EXERCISE MATERIAL ▸
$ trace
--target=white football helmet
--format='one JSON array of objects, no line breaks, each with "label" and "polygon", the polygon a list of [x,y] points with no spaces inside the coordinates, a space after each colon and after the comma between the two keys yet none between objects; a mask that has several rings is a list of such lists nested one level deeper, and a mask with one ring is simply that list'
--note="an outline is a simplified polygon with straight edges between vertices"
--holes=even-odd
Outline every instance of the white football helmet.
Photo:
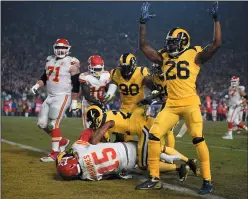
[{"label": "white football helmet", "polygon": [[237,77],[237,76],[232,76],[232,78],[231,78],[231,86],[232,86],[232,87],[237,87],[237,86],[239,86],[239,77]]},{"label": "white football helmet", "polygon": [[104,70],[104,61],[99,55],[92,55],[88,59],[89,74],[99,77]]},{"label": "white football helmet", "polygon": [[57,39],[55,44],[53,45],[54,54],[58,58],[64,58],[69,55],[71,45],[66,39]]}]

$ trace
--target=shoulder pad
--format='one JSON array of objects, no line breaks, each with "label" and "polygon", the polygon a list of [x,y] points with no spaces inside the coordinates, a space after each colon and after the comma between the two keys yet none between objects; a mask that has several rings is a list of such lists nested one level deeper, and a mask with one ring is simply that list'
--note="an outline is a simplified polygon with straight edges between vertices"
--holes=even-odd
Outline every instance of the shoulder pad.
[{"label": "shoulder pad", "polygon": [[241,91],[245,91],[245,87],[244,87],[244,86],[239,86],[239,89],[240,89]]},{"label": "shoulder pad", "polygon": [[79,65],[80,61],[76,57],[71,57],[71,65]]},{"label": "shoulder pad", "polygon": [[194,50],[195,52],[199,53],[202,51],[202,47],[201,46],[191,46],[187,50]]},{"label": "shoulder pad", "polygon": [[86,72],[86,73],[81,73],[80,75],[79,75],[79,81],[81,82],[81,83],[87,83],[88,82],[88,80],[87,80],[87,76],[88,76],[89,74]]},{"label": "shoulder pad", "polygon": [[46,61],[48,62],[48,61],[50,61],[50,60],[52,60],[52,59],[54,59],[55,57],[54,57],[54,55],[49,55],[47,58],[46,58]]},{"label": "shoulder pad", "polygon": [[115,69],[112,69],[111,71],[110,71],[110,78],[113,80],[113,77],[114,77],[114,74],[115,74],[115,72],[116,72],[116,68]]},{"label": "shoulder pad", "polygon": [[150,75],[150,73],[149,73],[149,69],[147,68],[147,67],[140,67],[141,68],[141,74],[143,75],[143,76],[148,76],[148,75]]}]

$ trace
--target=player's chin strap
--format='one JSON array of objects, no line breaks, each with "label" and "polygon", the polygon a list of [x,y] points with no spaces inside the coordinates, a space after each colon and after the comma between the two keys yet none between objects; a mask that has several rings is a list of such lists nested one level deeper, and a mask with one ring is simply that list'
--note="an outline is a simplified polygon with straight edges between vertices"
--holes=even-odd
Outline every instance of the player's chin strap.
[{"label": "player's chin strap", "polygon": [[[129,164],[129,156],[128,156],[128,148],[126,146],[125,143],[121,142],[125,148],[125,151],[126,151],[126,155],[127,155],[127,167],[128,167],[128,164]],[[122,179],[131,179],[133,178],[133,176],[131,174],[128,174],[128,171],[127,169],[122,169],[121,172],[118,174],[120,178]]]},{"label": "player's chin strap", "polygon": [[123,143],[123,142],[121,142],[121,143],[123,144],[123,146],[124,146],[124,148],[125,148],[125,151],[126,151],[126,155],[127,155],[127,165],[128,165],[128,164],[129,164],[128,148],[127,148],[127,146],[126,146],[125,143]]}]

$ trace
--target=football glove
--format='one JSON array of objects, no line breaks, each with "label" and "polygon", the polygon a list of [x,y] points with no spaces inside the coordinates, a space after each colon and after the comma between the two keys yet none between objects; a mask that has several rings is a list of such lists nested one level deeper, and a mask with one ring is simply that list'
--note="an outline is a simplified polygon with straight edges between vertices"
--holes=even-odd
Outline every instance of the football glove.
[{"label": "football glove", "polygon": [[77,112],[79,111],[78,109],[78,103],[77,100],[72,100],[71,101],[71,108],[70,108],[70,112],[72,111],[73,114],[77,114]]},{"label": "football glove", "polygon": [[30,89],[30,93],[32,93],[33,95],[37,94],[37,90],[40,87],[39,84],[35,84],[31,89]]},{"label": "football glove", "polygon": [[143,100],[140,100],[138,102],[138,106],[144,106],[144,105],[150,105],[152,103],[152,99],[151,98],[145,98]]},{"label": "football glove", "polygon": [[150,4],[148,2],[143,3],[141,7],[141,17],[140,17],[140,23],[145,24],[149,19],[155,17],[155,14],[149,14],[149,6]]},{"label": "football glove", "polygon": [[214,5],[211,10],[208,10],[209,14],[212,16],[214,21],[218,21],[219,19],[219,4],[218,1],[214,2]]}]

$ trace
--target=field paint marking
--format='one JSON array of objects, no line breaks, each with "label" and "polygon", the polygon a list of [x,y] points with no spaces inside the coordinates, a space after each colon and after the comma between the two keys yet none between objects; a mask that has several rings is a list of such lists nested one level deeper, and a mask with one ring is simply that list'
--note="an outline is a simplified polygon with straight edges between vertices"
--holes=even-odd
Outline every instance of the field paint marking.
[{"label": "field paint marking", "polygon": [[21,147],[23,149],[28,149],[28,150],[39,152],[39,153],[49,154],[47,151],[44,151],[44,150],[41,150],[41,149],[37,149],[37,148],[31,147],[31,146],[27,146],[27,145],[24,145],[24,144],[19,144],[19,143],[16,143],[16,142],[11,142],[11,141],[8,141],[8,140],[5,140],[5,139],[1,139],[1,142],[7,143],[7,144],[12,145],[12,146],[19,146],[19,147]]},{"label": "field paint marking", "polygon": [[[137,176],[137,175],[134,175],[134,176],[139,178],[141,181],[146,180],[143,177],[140,177],[140,176]],[[199,195],[198,193],[196,193],[196,191],[194,191],[192,189],[188,189],[188,188],[185,188],[185,187],[180,187],[180,186],[173,185],[173,184],[168,184],[166,182],[163,183],[163,188],[170,189],[170,190],[173,190],[173,191],[178,191],[178,192],[181,192],[181,193],[186,193],[186,194],[193,195],[193,196],[198,196],[198,197],[201,197],[201,198],[206,198],[206,199],[226,199],[226,198],[216,196],[216,195],[212,195],[212,194]]]},{"label": "field paint marking", "polygon": [[[192,143],[189,143],[189,142],[183,142],[183,141],[180,141],[178,139],[176,139],[176,142],[179,142],[179,143],[183,143],[183,144],[188,144],[188,145],[193,145]],[[213,145],[208,145],[209,148],[216,148],[216,149],[224,149],[224,150],[232,150],[232,151],[240,151],[240,152],[248,152],[247,150],[245,149],[235,149],[235,148],[231,148],[231,147],[224,147],[224,146],[213,146]]]},{"label": "field paint marking", "polygon": [[[61,124],[61,126],[65,126],[63,124]],[[81,130],[83,128],[78,128],[78,127],[70,127],[72,129],[76,129],[76,130]],[[79,133],[81,133],[81,131]],[[247,137],[245,137],[247,139]],[[222,139],[222,138],[220,138]],[[183,143],[183,144],[190,144],[190,145],[193,145],[192,143],[189,143],[189,142],[183,142],[183,141],[180,141],[178,139],[176,139],[176,142],[179,142],[179,143]],[[224,146],[214,146],[214,145],[208,145],[209,148],[216,148],[216,149],[223,149],[223,150],[232,150],[232,151],[239,151],[239,152],[248,152],[248,150],[245,150],[245,149],[235,149],[235,148],[230,148],[230,147],[224,147]]]},{"label": "field paint marking", "polygon": [[[38,148],[35,148],[35,147],[27,146],[27,145],[24,145],[24,144],[19,144],[19,143],[16,143],[16,142],[11,142],[11,141],[8,141],[8,140],[5,140],[5,139],[1,139],[1,142],[10,144],[12,146],[19,146],[20,148],[28,149],[30,151],[35,151],[35,152],[40,152],[40,153],[46,153],[46,154],[48,154],[47,151],[44,151],[44,150],[41,150],[41,149],[38,149]],[[146,180],[143,177],[140,177],[140,176],[137,176],[137,175],[134,175],[134,176],[136,178],[138,178],[139,180],[142,180],[142,181],[145,181]],[[199,195],[194,190],[191,190],[191,189],[188,189],[188,188],[185,188],[185,187],[180,187],[180,186],[177,186],[177,185],[168,184],[168,183],[165,183],[165,182],[163,183],[163,188],[170,189],[170,190],[173,190],[173,191],[178,191],[178,192],[181,192],[181,193],[186,193],[186,194],[193,195],[193,196],[198,196],[198,197],[206,198],[206,199],[226,199],[226,198],[223,198],[223,197],[220,197],[220,196],[216,196],[216,195],[212,195],[212,194]]]}]

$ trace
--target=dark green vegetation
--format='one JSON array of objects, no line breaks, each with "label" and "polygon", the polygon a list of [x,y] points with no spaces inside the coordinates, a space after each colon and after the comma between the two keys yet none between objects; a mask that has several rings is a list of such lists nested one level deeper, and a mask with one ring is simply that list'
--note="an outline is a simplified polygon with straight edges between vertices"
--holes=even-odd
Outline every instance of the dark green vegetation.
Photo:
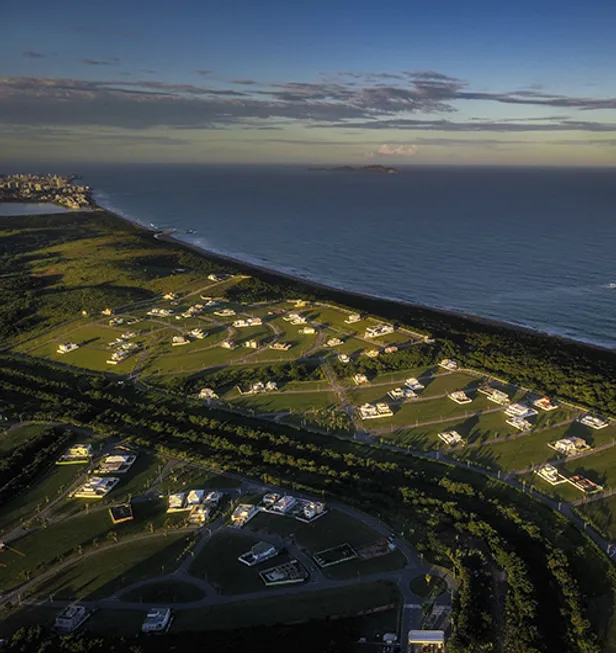
[{"label": "dark green vegetation", "polygon": [[[10,220],[19,228],[19,220]],[[126,288],[132,289],[129,294],[134,293],[134,300],[160,293],[178,278],[181,283],[173,287],[181,287],[187,281],[182,277],[188,273],[176,274],[172,266],[191,266],[201,275],[216,266],[180,247],[157,243],[148,234],[108,216],[85,218],[77,224],[75,216],[46,220],[32,219],[36,227],[9,234],[15,248],[6,250],[9,263],[32,283],[37,277],[28,267],[28,257],[36,261],[42,251],[46,257],[58,257],[54,248],[62,251],[62,257],[68,256],[62,238],[74,239],[71,251],[81,251],[86,247],[82,240],[92,238],[92,230],[100,228],[100,242],[94,250],[88,249],[91,244],[86,250],[100,247],[101,251],[89,259],[82,254],[87,264],[72,259],[68,267],[54,258],[54,265],[62,270],[62,274],[58,272],[61,278],[54,279],[46,268],[52,279],[45,280],[44,290],[34,288],[29,304],[25,303],[27,293],[22,293],[26,299],[18,308],[23,313],[17,311],[22,329],[74,316],[84,306],[82,300],[77,301],[84,285],[94,286],[97,293],[110,288],[112,295],[105,295],[104,303],[117,306],[124,299],[115,296],[114,300],[113,294],[122,294]],[[62,225],[57,232],[56,224]],[[1,225],[9,228],[6,221]],[[39,225],[46,226],[40,230]],[[89,231],[78,237],[82,227]],[[24,240],[20,240],[21,233]],[[55,238],[54,246],[46,245],[45,238]],[[112,252],[125,256],[121,260],[106,258]],[[255,273],[247,266],[237,268],[253,274],[252,280],[234,286],[247,300],[270,298],[268,293],[278,292],[338,301],[431,333],[439,339],[439,356],[451,353],[475,368],[616,411],[616,357],[611,353],[428,309],[309,288],[290,280],[280,284],[277,275]],[[83,282],[78,281],[79,276],[84,277]],[[94,284],[96,278],[102,280],[102,288]],[[191,283],[198,288],[199,279],[193,277]],[[66,306],[61,300],[64,293]],[[56,299],[50,299],[54,296]],[[89,310],[93,310],[95,299],[87,295]],[[11,306],[14,302],[19,304],[17,297]],[[97,310],[104,303],[101,300]],[[16,335],[8,327],[7,331],[4,335]],[[418,348],[422,364],[426,358],[434,359],[433,351]],[[405,365],[413,365],[414,355],[408,354]],[[387,367],[393,363],[385,357],[383,361],[379,361],[383,367],[375,363],[366,370],[397,369]],[[24,355],[0,354],[0,392],[2,411],[9,415],[25,413],[28,418],[121,434],[161,454],[356,503],[366,512],[380,514],[426,558],[454,569],[461,580],[450,646],[454,653],[489,650],[494,642],[499,644],[497,650],[507,653],[615,650],[616,576],[609,560],[563,516],[497,481],[393,451],[193,405],[183,397],[130,383],[119,385],[112,378]]]}]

REQUIREMENT ▸ Above are the records; from them, give again exactly the lines from the one containing "--target=white football helmet" to the one containing "Outline every instance of the white", both lines included, and nothing more.

THE COMPLETED TASK ▸
--target=white football helmet
--format='one JSON array of objects, no line breaks, each with "label" and "polygon", the polygon a list of [x,y] points with no spaces inside the coordinates, a space after each colon and after the comma between the two keys yet none between objects; a mask that has several rings is a list of such lists nested one level deeper, and a mask with one ring is simply that list'
--note="an outline is a simplified polygon with straight edges between vertices"
--holes=even-odd
Outline every instance of the white football helmet.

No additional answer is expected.